● HOW TO COMPLETE THIS TASK
In the text about Labour's new shadow universities minister, whom did Matt Western replace as shadow higher education minister?
TEXT BLOCK: Begin
Labour’s new shadow universities minister believes that higher education is a “collective benefit” and that the system should not “individualise the debt and the cost”, ahead of potential future battles over the party’s policy on English higher education funding.
Matt Western, MP for Warwick and Leamington since 2017, spoke to Times Higher Education after being appointed shadow higher education minister, replacing Emma Hardy, who stepped down saying she wanted to prioritise helping constituents in the pandemic.
Mr Western’s constituency is home to many University of Warwick staff – including his wife, Rebecca Earle, a historian of food and of the cultural history of Spanish America as a Warwick professor.
Manifesto commitments to abolish tuition fees and to fund universities through direct public funding were flagship Labour policies under former leader Jeremy Corbyn. But his successor, Sir Keir Starmer, is likely to come under particular pressure from the party’s right to change course.
Asked about the process through which Labour will shape its higher education policies, Mr Western said that after just a couple of weeks in post, “I can honestly say I do not yet know.”
TEXT BLOCK: End
DATA FOR REVIEW: Begin
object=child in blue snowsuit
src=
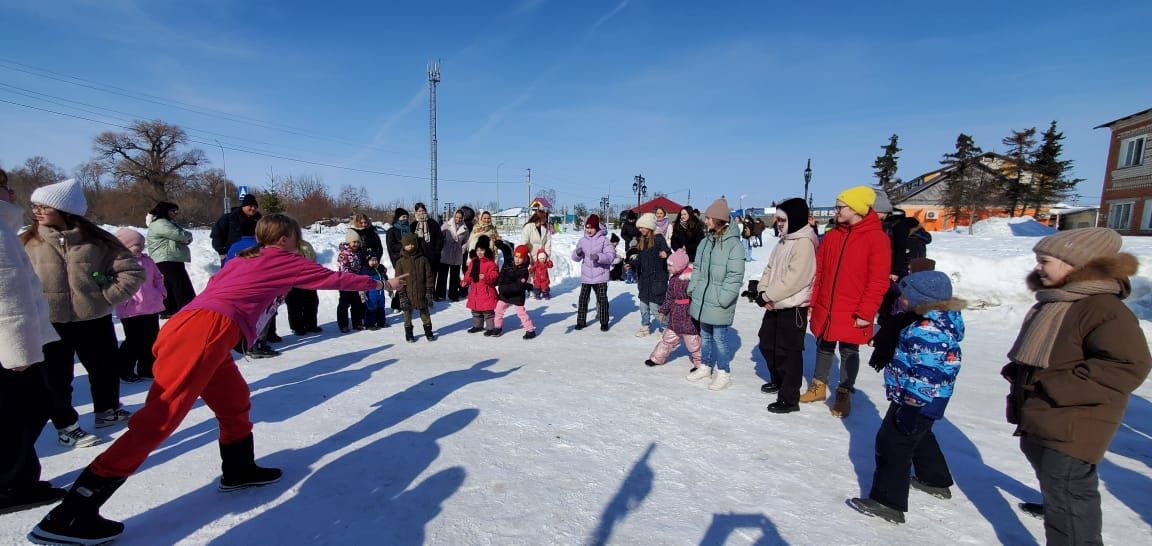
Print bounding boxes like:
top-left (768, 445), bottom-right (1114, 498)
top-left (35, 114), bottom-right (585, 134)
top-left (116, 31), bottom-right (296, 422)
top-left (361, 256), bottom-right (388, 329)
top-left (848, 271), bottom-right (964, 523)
DATA FOR REVIEW: End
DATA FOR REVIEW: Begin
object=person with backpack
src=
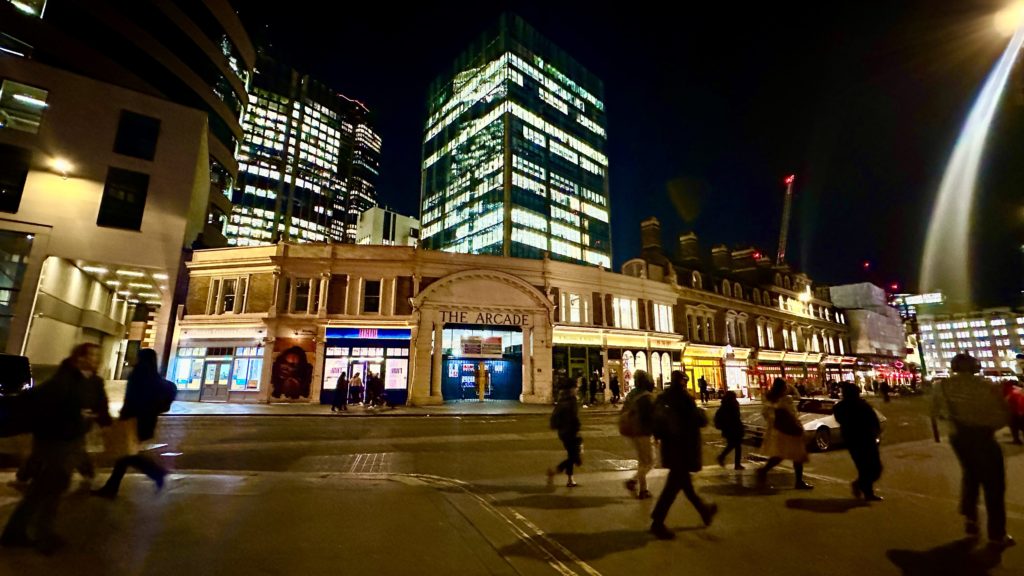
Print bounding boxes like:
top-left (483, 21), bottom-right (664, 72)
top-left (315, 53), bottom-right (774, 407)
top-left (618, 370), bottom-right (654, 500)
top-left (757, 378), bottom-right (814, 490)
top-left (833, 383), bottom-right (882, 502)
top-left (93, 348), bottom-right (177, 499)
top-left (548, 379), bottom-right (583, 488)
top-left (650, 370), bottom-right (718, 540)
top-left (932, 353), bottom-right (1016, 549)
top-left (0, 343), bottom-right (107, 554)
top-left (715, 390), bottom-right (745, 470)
DATA FOR REVIEW: End
● OUTPUT OF THE TASK
He replaced Emma Hardy.